▶ **TASK OBJECTIVE**: With the pictures left out, every record must be reproduced exactly.

▬▬▬

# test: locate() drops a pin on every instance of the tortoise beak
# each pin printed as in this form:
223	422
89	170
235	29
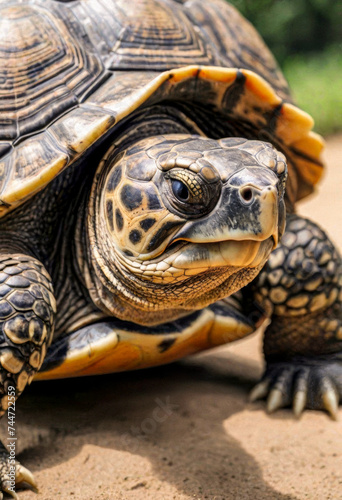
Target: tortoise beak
250	209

▬▬▬

▶ **EXERCISE ANSWER**:
# test: locate() drops a pin on every instance of the tortoise beak
# each pin printed as in this form:
223	422
89	170
235	29
Target: tortoise beak
250	209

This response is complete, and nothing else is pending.